TASK DETAILS. Count the lines in the listing below that contain the string "mountain", treating case as significant. Give only the number.

(Bounding-box listing)

===

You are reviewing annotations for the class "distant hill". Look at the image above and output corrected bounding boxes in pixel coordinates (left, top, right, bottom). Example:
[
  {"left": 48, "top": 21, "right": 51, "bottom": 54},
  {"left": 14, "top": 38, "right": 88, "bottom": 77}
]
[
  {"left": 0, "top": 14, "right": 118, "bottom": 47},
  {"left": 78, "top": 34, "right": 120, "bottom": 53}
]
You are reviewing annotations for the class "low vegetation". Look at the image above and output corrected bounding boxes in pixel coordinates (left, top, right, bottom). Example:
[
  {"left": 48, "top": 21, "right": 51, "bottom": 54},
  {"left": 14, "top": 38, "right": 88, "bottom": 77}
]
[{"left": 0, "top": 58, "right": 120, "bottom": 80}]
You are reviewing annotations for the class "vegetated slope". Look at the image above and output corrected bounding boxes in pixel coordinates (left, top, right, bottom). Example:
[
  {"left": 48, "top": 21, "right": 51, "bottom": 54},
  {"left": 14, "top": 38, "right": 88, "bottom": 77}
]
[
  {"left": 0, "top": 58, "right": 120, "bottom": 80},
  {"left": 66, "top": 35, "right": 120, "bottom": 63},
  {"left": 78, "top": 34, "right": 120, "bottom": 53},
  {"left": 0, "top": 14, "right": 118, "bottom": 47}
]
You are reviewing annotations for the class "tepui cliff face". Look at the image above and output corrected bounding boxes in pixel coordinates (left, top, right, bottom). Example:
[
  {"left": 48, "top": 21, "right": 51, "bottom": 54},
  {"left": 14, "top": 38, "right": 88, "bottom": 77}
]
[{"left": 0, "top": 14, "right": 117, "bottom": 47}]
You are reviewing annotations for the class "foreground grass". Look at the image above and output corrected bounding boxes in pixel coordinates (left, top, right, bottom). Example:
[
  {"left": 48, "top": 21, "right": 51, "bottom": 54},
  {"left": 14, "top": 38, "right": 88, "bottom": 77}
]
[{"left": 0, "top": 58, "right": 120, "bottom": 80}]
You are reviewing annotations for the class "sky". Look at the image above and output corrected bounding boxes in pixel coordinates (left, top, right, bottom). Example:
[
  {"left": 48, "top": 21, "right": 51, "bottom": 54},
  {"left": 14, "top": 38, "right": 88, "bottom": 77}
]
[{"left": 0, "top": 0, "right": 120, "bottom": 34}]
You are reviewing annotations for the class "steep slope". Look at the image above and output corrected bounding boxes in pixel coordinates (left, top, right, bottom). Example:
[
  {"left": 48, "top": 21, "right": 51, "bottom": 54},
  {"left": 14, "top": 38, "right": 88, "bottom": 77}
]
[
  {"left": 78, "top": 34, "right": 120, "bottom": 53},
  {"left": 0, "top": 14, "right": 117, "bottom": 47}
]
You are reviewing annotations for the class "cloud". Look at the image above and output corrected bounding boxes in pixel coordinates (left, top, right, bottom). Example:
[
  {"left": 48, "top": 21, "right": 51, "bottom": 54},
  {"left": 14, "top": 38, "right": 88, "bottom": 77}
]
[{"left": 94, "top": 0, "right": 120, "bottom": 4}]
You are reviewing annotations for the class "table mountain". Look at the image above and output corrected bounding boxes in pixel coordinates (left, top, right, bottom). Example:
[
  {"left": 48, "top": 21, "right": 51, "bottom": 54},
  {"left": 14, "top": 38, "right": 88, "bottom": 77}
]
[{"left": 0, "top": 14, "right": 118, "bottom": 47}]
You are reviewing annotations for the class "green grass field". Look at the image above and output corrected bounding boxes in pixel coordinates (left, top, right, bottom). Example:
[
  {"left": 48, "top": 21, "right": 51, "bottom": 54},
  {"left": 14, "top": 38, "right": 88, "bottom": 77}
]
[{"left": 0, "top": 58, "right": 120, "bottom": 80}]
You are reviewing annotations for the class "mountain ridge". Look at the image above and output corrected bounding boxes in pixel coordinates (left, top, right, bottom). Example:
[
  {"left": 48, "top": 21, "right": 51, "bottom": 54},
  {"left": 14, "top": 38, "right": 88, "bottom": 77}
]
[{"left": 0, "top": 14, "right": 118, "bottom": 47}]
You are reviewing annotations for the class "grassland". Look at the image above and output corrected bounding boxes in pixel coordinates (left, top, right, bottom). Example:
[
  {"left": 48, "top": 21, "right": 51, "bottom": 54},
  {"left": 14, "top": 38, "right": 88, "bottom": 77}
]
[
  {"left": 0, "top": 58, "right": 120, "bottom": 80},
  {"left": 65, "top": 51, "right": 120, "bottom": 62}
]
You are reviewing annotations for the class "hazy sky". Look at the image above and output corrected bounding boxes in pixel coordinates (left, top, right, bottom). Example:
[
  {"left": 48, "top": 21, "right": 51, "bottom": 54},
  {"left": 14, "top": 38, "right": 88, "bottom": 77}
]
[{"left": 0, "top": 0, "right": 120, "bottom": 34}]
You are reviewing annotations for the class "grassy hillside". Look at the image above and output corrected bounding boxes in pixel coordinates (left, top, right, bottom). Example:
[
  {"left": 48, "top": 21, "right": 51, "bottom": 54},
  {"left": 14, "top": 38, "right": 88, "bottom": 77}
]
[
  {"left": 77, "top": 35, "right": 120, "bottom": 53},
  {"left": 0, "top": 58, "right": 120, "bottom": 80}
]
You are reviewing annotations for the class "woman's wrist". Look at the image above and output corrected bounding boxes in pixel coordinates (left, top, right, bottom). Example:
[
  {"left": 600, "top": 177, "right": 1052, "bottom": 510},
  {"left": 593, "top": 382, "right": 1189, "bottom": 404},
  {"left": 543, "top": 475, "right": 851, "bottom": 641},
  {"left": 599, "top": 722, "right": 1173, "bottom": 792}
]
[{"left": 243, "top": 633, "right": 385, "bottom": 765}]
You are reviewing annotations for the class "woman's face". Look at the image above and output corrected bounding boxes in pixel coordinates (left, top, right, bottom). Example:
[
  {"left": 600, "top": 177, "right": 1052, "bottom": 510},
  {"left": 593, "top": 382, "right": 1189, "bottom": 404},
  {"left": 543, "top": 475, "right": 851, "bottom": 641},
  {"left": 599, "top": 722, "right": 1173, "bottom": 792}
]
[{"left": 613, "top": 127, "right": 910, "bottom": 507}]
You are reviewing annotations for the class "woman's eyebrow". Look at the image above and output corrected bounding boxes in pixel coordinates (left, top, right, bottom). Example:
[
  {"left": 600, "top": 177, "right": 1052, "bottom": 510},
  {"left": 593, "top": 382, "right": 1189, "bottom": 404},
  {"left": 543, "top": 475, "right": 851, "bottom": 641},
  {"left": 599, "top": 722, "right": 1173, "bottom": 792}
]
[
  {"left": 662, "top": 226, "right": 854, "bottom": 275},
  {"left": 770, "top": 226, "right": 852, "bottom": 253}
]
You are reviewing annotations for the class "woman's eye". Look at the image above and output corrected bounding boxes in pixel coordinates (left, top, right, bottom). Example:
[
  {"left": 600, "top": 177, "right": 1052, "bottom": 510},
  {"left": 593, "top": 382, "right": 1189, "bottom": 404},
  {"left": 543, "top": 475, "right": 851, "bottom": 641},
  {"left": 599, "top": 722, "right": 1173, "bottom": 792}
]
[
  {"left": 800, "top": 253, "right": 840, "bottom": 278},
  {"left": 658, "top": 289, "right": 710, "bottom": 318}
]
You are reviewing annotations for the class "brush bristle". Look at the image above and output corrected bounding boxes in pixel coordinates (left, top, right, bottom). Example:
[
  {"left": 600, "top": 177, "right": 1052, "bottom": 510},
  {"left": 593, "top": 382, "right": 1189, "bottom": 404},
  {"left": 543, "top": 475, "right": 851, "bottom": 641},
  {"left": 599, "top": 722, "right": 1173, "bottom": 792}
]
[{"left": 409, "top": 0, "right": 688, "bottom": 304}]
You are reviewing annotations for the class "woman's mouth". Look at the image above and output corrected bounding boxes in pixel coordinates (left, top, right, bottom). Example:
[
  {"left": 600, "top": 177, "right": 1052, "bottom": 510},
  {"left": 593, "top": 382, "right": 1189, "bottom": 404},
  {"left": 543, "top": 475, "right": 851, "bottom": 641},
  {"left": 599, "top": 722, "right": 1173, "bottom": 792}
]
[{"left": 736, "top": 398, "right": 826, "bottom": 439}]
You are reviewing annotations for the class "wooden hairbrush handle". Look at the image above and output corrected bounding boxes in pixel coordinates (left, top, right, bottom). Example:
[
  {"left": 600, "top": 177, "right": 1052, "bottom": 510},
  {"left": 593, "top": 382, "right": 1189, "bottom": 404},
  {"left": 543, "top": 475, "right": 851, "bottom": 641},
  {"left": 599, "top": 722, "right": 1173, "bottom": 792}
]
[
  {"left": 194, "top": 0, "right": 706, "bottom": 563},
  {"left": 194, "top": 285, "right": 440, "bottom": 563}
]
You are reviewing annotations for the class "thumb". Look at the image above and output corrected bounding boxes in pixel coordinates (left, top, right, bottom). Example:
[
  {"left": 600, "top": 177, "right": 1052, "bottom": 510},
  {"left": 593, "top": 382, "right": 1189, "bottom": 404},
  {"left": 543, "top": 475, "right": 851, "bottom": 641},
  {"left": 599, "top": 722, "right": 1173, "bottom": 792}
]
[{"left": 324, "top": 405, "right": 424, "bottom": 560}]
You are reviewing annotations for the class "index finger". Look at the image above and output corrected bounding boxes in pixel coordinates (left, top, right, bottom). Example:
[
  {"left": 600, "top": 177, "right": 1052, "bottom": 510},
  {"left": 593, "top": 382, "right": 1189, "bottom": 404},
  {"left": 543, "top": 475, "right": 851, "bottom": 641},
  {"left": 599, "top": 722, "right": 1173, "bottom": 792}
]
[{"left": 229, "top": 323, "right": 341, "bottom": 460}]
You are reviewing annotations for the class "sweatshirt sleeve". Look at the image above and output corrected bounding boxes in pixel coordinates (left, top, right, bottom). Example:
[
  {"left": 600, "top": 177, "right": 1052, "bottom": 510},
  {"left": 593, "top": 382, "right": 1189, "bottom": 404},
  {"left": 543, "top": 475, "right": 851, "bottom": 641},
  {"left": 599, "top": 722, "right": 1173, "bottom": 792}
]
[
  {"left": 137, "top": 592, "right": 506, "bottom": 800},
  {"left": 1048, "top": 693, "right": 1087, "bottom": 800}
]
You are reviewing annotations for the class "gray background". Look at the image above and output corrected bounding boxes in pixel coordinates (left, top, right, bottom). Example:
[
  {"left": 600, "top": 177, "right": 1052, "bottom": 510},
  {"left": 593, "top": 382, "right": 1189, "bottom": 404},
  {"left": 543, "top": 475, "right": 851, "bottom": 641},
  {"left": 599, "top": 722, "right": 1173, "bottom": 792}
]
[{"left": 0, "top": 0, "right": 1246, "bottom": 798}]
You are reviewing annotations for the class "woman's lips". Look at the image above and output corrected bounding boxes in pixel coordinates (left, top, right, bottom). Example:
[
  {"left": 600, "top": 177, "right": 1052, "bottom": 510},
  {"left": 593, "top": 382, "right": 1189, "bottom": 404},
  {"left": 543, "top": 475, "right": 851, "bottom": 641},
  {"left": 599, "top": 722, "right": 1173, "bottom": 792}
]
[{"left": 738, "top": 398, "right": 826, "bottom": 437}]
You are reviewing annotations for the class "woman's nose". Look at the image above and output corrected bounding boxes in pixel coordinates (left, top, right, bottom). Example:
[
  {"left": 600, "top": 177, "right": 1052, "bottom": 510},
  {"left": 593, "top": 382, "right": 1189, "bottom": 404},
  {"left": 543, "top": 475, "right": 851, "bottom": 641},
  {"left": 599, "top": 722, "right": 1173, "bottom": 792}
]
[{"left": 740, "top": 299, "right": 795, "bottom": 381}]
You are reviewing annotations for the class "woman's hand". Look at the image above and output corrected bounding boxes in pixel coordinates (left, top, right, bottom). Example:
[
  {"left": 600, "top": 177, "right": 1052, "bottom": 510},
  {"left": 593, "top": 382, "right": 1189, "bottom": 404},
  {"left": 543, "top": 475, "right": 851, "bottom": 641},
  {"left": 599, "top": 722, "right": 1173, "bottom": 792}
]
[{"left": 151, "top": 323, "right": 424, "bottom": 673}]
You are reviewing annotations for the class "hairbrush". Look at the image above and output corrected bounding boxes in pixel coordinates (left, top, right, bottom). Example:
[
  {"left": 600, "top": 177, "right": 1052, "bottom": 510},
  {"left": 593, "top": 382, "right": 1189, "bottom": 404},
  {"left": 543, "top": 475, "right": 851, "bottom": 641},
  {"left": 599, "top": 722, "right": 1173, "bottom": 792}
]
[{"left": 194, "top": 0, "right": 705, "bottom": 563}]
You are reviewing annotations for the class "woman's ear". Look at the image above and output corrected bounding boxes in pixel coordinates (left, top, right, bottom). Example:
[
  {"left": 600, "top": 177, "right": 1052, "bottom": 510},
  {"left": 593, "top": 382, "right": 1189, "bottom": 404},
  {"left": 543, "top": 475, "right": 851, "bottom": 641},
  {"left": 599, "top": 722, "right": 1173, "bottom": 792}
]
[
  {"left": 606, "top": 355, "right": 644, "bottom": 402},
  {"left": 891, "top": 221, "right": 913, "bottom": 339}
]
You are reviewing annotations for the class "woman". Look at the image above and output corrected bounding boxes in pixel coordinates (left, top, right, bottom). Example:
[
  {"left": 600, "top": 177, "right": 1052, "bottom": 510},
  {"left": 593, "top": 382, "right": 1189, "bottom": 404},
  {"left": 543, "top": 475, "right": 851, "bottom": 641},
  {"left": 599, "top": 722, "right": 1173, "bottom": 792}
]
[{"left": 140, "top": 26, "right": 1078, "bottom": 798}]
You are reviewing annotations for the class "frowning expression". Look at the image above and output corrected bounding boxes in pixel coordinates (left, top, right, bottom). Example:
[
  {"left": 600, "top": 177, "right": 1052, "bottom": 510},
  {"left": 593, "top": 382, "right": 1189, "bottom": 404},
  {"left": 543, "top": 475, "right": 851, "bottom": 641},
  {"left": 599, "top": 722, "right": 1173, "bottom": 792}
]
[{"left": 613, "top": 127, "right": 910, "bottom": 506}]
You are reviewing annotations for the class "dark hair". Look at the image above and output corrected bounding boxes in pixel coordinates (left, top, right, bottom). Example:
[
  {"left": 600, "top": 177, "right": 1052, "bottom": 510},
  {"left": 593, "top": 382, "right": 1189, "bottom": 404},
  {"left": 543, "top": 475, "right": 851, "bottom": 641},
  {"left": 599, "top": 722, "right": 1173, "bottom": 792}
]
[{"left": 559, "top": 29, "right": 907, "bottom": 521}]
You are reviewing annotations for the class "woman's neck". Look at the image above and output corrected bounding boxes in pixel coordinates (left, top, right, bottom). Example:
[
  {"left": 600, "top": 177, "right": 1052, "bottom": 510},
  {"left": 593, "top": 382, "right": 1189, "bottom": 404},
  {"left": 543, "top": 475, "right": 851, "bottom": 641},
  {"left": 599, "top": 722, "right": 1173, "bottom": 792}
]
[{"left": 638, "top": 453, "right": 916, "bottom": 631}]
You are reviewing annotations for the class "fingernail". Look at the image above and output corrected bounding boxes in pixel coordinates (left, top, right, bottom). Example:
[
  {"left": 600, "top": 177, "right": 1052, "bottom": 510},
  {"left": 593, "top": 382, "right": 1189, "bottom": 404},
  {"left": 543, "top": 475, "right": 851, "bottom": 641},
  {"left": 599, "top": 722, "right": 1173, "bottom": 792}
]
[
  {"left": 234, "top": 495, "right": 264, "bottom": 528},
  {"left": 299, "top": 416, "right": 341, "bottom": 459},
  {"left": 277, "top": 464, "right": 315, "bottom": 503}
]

===

THE SOLUTION. 2